Page extract —
[BEGIN]
I've attached the output from the failed update attempt from the command-line. The last few lines were this:

The process will require 2 MiB more space.
[1/66] Upgrading gettext-runtime from 0.19.7 to 0.19.8.1…
[1/66] Extracting gettext-runtime-0.19.8.1: …....... done
[2/66] Upgrading python27 from 2.7.11_2 to 2.7.12…
[2/66] Extracting python27-2.7.12: ….
pkg: Fail to extract /usr/local/lib/python2.7/lib2to3/tests/test_fixers.py from package: Lzma library error: Corrupted input data
[2/66] Extracting python27-2.7.12… done
>>> Locking package pfSense-kernel-pfSense_wrap... done.
pkg: open(/bin/sh): No such file or directory
pkg: open(/bin/sh): No such file or directory
pkg: Unable to determine ABI
pkg: Cannot parse configuration file!
pkg: open(/bin/sh): No such file or directory
pkg: open(/bin/sh): No such file or directory
pkg: Unable to determine ABI
pkg: Cannot parse configuration file!

So now what do I do? I don't even know where to start. Sigh. :-(

pfsense-update.log.txt

battles

A bit aggravated here also, but as a software engineer, I know the hell that can break loose upon changing a single instruction. What is concerning is that there are no gurus making comments as to the problem. From your comments, I know now to never update until after several days at the least. I am new to all this and had just gotten everything running nicely. I thought a restore from a backup would fix it, but the only thing it did was put the snort menu item back in the services menu. That menu now takes me to a 404 page. I have tried to start snort via the Status/Services menu item, but it just dies every time. The next thing I am considering is a 'Reset to factory default' from the terminal. I guess we will be hearing something soon.

Update: I found the fix here: https://forum.pfsense.org/index.php?topic=115777.0

jimp

The specific errors you cite point to a dead/dying disk. It was probably already on the way out, but the activity from the update likely pushed it over the edge.

xenium1024

@jimp:

The specific errors you cite point to a dead/dying disk. It was probably already on the way out, but the activity from the update likely pushed it over the edge.

Thanks Jim,

What specific errors lead you to the conclusion that it is likely a dead/dying disk? As I mentioned, this is an ALIX system running Nano, so there are actually no spinning disks in the system, it is running off of a 4GB CompactFlash (not that CF drives can't fail, indeed they're kind of known for failing with excessive writes, I just would expect a more catastrophic, complete failure, rather than a slow death like a traditional magnetic disk?)

It's also interesting that the system seems to otherwise boot and run normally, and every attempt to upgrade now fails at the exact same point.
[END]
Recorded data —
[BEGIN]
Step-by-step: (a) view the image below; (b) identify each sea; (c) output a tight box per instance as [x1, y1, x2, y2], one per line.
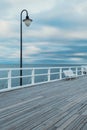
[END]
Required tasks —
**a)** In the pfSense update thread, what storage does the ALIX system run off of?
**b)** Quote the pfSense update thread, starting at "The process will" and ending at "Extracting python27-2.7.12: ….".
The data has no connection to the pfSense update thread.

Answers in order —
**a)** A 4GB CompactFlash card.

**b)**
The process will require 2 MiB more space.
[1/66] Upgrading gettext-runtime from 0.19.7 to 0.19.8.1…
[1/66] Extracting gettext-runtime-0.19.8.1: …....... done
[2/66] Upgrading python27 from 2.7.11_2 to 2.7.12…
[2/66] Extracting python27-2.7.12: ….